— START Data extract —
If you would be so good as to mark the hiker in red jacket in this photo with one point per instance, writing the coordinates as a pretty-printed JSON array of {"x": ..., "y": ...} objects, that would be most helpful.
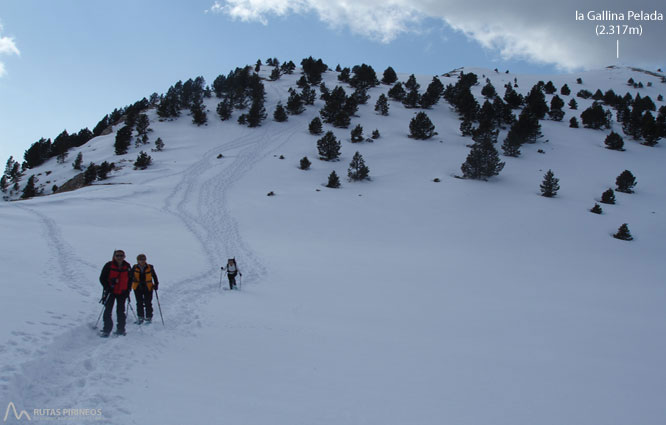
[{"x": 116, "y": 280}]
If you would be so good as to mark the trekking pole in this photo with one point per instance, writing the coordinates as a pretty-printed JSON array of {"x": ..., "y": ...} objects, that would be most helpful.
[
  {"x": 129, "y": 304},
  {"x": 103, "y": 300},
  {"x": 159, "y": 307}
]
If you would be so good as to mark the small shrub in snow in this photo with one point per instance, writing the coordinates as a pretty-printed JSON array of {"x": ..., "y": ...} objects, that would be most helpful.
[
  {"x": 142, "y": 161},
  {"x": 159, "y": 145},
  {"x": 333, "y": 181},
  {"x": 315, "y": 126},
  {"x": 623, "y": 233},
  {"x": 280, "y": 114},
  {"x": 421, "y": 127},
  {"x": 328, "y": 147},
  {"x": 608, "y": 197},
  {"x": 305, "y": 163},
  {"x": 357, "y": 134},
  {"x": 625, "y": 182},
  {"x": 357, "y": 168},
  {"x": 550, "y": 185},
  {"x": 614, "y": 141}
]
— END Data extract —
— START Data extract —
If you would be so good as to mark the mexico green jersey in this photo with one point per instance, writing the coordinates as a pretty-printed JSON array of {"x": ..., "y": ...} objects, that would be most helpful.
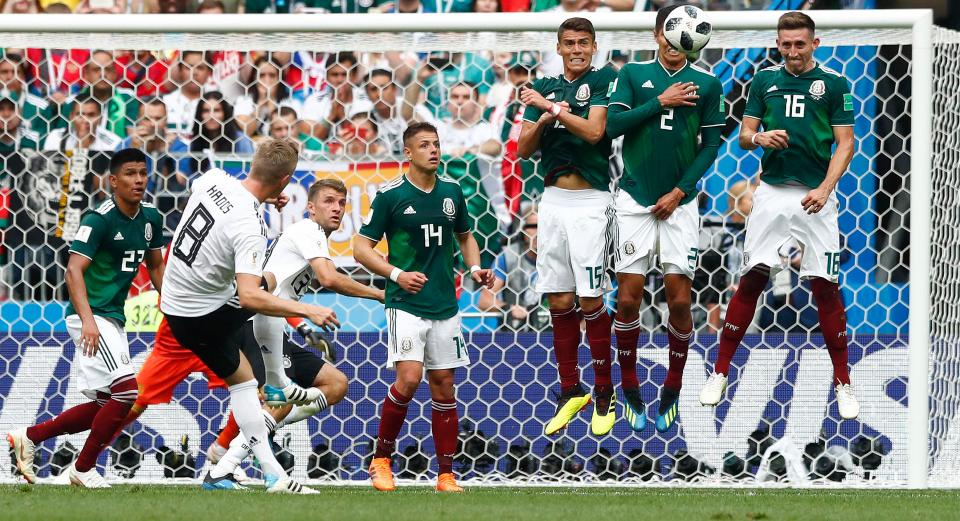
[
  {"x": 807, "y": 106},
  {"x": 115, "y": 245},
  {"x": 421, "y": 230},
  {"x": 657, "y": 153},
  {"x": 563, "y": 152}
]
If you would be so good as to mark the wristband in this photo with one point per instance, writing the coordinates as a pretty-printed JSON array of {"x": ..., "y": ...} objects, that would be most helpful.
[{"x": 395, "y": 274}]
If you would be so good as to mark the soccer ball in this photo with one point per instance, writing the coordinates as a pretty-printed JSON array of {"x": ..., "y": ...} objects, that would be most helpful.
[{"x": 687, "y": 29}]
— END Data extract —
_What is asked_. Pull out every line of the listing above that contains the word "jersey" and copy each one in full.

_Final result_.
If you would be so good as to mark the mexico green jersey in this photo with one point per instance, writing the coordinates as a pretty-printed JSON array of {"x": ..., "y": ...} objects, that would be most helpful.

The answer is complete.